江利チエミファンのひとりごと

江利チエミという素晴らしい歌手がいた...ということ。
ただただそれを伝えたい...という趣旨のページです。

◆ LP黒髪に収録されている京都民謡「宮津節」歌詞の解釈について

2007年07月21日 | 江利チエミ(続編)

サビの部分の歌詞・・・

♪丹後ちりめん 加賀の絹 仙台平には 南部縞
               陸奥の米沢 江戸小倉
                   丹後の宮津でピンと出した

ネット検索でもよく意味がわからない・・・ということになっていることを発見!(そのHPは こちら です。)
単なる江利チエミファンの私がしゃしゃり出ることはどうも遠慮したほうがいいと思うので、ここで自論を公開します。

この歌詞は・・・
丹後ちりめん加賀の絹仙台平やら南部縞、睦の米沢、糸小倉
 ・・・と唱える方も居られますが、江利チエミさんの宮津節しか知らないので、この説は今回は除外させていただきます。

江戸小倉 これをひとつのセンテンスとしてとらえると ?? になります。
江戸、小倉 にすれば問題解決するように思います。

まず、前後の文脈から考えて、江戸=江戸小紋のことでしょう。

宮津は北前舟の寄港地で栄えたところです。
各地の織物を、その集積地でもあった宮津で紹介していると見るのが一番妥当だと思います。

では問題の「小倉」ですが・・・
この 小倉 を チエミさんは おぐら(OGURA) と発音していることから私の解釈は、小倉織りのこと・・・と思うのです。

小倉(おぐら)織りとは・・・
>江戸時代から明治三十四年まで 小倉(こくら)で生産された木綿織物。

§ **保存された項目**:
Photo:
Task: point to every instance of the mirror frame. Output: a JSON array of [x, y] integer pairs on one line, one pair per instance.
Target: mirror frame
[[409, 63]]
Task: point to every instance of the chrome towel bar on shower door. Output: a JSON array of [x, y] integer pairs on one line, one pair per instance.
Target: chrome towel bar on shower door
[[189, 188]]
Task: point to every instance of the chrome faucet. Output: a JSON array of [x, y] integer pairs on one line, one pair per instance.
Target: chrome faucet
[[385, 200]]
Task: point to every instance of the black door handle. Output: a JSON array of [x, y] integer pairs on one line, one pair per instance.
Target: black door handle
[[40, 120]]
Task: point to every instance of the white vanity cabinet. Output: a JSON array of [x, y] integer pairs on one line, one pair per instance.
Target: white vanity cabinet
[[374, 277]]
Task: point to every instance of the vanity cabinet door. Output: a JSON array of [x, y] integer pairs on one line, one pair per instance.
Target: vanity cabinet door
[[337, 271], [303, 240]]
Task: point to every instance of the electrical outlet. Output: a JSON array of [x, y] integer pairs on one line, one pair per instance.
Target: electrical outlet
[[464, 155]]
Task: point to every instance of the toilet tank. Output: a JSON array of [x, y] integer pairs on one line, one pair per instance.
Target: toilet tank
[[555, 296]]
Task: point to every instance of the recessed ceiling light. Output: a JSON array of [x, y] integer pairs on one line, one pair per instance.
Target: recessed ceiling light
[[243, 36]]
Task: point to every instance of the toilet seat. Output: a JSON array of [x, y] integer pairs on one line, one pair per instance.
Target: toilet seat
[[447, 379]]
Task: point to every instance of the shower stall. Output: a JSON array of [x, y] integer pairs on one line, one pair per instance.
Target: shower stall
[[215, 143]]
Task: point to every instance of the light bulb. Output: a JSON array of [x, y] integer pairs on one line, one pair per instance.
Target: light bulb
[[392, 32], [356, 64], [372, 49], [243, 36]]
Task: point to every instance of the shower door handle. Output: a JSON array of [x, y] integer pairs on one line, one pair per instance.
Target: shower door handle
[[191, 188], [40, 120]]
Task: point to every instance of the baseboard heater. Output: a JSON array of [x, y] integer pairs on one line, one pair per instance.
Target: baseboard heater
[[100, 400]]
* * *
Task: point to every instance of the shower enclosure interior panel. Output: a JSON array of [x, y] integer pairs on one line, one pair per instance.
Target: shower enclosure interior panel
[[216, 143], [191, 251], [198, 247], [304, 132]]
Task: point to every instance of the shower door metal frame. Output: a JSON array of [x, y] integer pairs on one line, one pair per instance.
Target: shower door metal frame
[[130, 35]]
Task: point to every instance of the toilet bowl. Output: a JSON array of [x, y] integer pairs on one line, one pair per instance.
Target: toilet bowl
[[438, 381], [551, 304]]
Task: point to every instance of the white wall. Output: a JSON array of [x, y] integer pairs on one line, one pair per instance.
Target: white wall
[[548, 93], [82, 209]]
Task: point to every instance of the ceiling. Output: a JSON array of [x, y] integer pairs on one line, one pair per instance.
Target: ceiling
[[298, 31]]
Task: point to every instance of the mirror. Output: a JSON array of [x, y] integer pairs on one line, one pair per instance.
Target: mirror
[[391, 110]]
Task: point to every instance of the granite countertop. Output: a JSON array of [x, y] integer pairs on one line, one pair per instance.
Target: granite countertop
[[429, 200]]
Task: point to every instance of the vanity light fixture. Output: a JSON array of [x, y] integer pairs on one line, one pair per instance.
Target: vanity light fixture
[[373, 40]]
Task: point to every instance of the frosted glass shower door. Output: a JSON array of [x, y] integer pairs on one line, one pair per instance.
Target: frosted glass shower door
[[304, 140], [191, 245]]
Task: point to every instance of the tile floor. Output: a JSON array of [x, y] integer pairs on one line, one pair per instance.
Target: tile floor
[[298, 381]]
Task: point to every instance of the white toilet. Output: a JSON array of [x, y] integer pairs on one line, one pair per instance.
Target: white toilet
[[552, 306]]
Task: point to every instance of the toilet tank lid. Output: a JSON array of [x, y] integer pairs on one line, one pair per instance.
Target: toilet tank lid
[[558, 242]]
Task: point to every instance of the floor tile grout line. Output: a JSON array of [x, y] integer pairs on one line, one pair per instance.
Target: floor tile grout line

§ **課題のねらい**:
宮津節の歌詞についての本文で、筆者は歌詞の「小倉」を何のことだと考えていますか。そう考える理由も、本文に書かれているとおりに説明してください。

§ **この問題の答え**:
筆者は「小倉」を小倉織り(おぐら織り)のことだと考えています。江利チエミさんがこの「小倉」を「おぐら(OGURA)」と発音しているからです。